───── Supplied data

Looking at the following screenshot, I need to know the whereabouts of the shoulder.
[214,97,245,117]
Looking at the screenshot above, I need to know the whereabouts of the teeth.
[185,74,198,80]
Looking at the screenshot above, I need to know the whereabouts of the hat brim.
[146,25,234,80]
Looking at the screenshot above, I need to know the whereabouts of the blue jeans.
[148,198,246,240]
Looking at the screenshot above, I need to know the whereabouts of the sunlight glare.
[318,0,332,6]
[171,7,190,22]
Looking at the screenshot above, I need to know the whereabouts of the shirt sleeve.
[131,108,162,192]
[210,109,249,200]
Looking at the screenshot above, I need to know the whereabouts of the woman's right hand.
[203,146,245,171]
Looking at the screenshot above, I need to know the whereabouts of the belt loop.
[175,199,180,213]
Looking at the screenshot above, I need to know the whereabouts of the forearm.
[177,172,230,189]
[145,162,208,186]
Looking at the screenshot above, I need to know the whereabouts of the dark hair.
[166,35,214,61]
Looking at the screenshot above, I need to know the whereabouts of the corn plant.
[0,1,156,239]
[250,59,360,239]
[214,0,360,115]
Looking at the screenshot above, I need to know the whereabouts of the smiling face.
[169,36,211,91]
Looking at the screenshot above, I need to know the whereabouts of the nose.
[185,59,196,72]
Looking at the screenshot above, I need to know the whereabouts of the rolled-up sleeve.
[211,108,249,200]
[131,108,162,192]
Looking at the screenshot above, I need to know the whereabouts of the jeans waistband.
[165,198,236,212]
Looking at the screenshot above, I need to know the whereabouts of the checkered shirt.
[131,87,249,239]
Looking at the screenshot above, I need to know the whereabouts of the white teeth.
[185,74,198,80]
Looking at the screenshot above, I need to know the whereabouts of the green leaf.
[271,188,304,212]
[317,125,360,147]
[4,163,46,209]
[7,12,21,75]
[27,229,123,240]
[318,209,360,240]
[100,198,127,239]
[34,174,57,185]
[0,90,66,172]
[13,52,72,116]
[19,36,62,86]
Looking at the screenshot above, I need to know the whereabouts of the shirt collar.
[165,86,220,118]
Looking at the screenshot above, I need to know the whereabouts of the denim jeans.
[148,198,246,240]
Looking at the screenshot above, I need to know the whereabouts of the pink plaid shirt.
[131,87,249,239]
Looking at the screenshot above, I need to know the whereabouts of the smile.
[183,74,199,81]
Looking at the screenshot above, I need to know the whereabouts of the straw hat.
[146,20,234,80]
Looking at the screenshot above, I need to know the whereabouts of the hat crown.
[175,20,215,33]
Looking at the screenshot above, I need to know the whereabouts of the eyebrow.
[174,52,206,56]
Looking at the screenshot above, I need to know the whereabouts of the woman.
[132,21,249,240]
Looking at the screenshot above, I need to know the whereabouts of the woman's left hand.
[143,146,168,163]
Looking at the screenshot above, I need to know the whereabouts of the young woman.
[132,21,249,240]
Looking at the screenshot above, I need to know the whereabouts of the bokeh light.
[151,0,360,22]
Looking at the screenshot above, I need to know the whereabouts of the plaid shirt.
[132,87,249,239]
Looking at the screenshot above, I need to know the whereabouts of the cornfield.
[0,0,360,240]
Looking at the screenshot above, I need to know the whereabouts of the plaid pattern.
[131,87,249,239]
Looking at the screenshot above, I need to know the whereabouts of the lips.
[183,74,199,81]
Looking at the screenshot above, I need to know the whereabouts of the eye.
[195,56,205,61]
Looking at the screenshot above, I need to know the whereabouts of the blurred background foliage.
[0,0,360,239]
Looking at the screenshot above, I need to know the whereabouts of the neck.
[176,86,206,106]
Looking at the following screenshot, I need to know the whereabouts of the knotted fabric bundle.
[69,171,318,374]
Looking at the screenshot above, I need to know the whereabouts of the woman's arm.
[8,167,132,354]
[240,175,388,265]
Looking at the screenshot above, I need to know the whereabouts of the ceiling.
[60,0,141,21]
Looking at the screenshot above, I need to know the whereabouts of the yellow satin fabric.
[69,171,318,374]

──────────

_Problem statement_:
Write out every line of the listing above exactly, keeping each line unchanged.

_Result of this exercise_:
Looking at the following screenshot, I need to know the whereabouts of the shoulder.
[214,97,245,117]
Looking at the screenshot above, I need to know the whereabouts of the teeth.
[185,74,198,80]
Looking at the screenshot above, I need to know the whereabouts of the hat brim.
[146,25,234,80]
Looking at the screenshot above, I need to know the whereabouts of the blue jeans.
[148,198,246,240]
Looking at the screenshot above, I need to know the whereabouts of the sunlight glare.
[318,0,332,6]
[171,7,190,22]
Looking at the screenshot above, I need to know the whereabouts of the shirt sleeve.
[131,108,162,192]
[210,109,249,200]
Looking at the screenshot above, I need to know the whereabouts of the woman's right hand.
[203,146,245,171]
Looking at the screenshot above, I need to know the whereabouts of the belt loop.
[175,199,180,213]
Looking at the screenshot above, I need to know the whereabouts of the forearm.
[177,172,230,189]
[145,162,208,186]
Looking at the screenshot above, I need to know the whereabouts of the dark hair.
[166,35,214,61]
Looking at the screenshot above, I need to know the whereabouts of the corn plant.
[0,1,156,239]
[250,59,360,239]
[214,0,360,115]
Looking at the screenshot above, I need to know the whereabouts of the smiling face.
[169,36,211,91]
Looking at the screenshot above, I need to know the whereabouts of the nose.
[185,59,196,72]
Looking at the screenshot above, I need to know the whereabouts of the rolled-up sleeve.
[211,108,249,200]
[131,108,162,192]
Looking at the screenshot above, I need to know the whereabouts of the jeans waistband.
[165,198,236,212]
Looking at the screenshot above, I need to know the whereabouts of the checkered shirt.
[131,87,249,239]
Looking at the screenshot above, I need to know the whereabouts of the white teeth.
[185,74,198,80]
Looking at the screenshot above, I need to know the whereabouts of the green leaf.
[271,188,304,212]
[317,125,360,147]
[4,163,46,209]
[7,12,21,75]
[27,229,123,240]
[318,209,360,240]
[100,198,127,239]
[34,174,57,185]
[0,90,66,172]
[13,52,72,116]
[19,36,62,86]
Looking at the screenshot above, I need to know the whereabouts of the shirt collar.
[165,86,220,118]
Looking at the screenshot above, I need to know the whereabouts of the denim jeans.
[148,198,246,240]
Looking at the screenshot above, I need to know the whereabouts of the pink plaid shirt.
[131,87,249,239]
Looking at the screenshot above, I need to know the whereabouts of the smile.
[183,74,199,81]
Looking at the screenshot above, I need to know the whereabouts of the straw hat.
[146,20,234,80]
Looking at the screenshot above, I need to know the whereabouts of the hat crown.
[175,20,215,33]
Looking at the screenshot above, I need to know the whereabouts of the eyebrow.
[174,52,206,56]
Looking at the screenshot above, I need to know the whereabouts of the woman.
[132,21,249,240]
Looking at the screenshot above, I need to know the whereabouts of the woman's left hand.
[143,146,168,163]
Looking at the screenshot above, I need to know the whereabouts of the young woman.
[132,21,249,240]
Looking at the screenshot above, I need to know the whereabouts of the bokeh light.
[151,0,360,22]
Looking at the screenshot above, I need to know the whereabouts of the plaid shirt.
[132,87,249,239]
Looking at the screenshot above, I need to know the whereabouts of the cornfield.
[0,0,360,240]
Looking at the screenshot above, I need to know the whereabouts of the plaid pattern.
[131,87,249,239]
Looking at the screenshot above, I need to know the whereabouts of the lips.
[183,74,199,81]
Looking at the screenshot above, I need to know the whereabouts of the eye.
[195,56,205,61]
Looking at the screenshot above, I need to know the whereabouts of the blurred background foliage.
[0,0,360,239]
Looking at the screenshot above, I need to know the whereabouts of the neck.
[176,86,206,106]
Looking at the following screenshot, I need to know the whereabouts of the knotted fabric bundle.
[69,171,318,374]
Looking at the screenshot above, I need to know the whereabouts of the woman's arm.
[8,167,132,354]
[240,175,388,265]
Looking at the screenshot above, I need to know the whereabouts of the ceiling.
[60,0,141,21]
Looking at the screenshot above, I need to know the whereabouts of the yellow satin fabric.
[69,171,318,374]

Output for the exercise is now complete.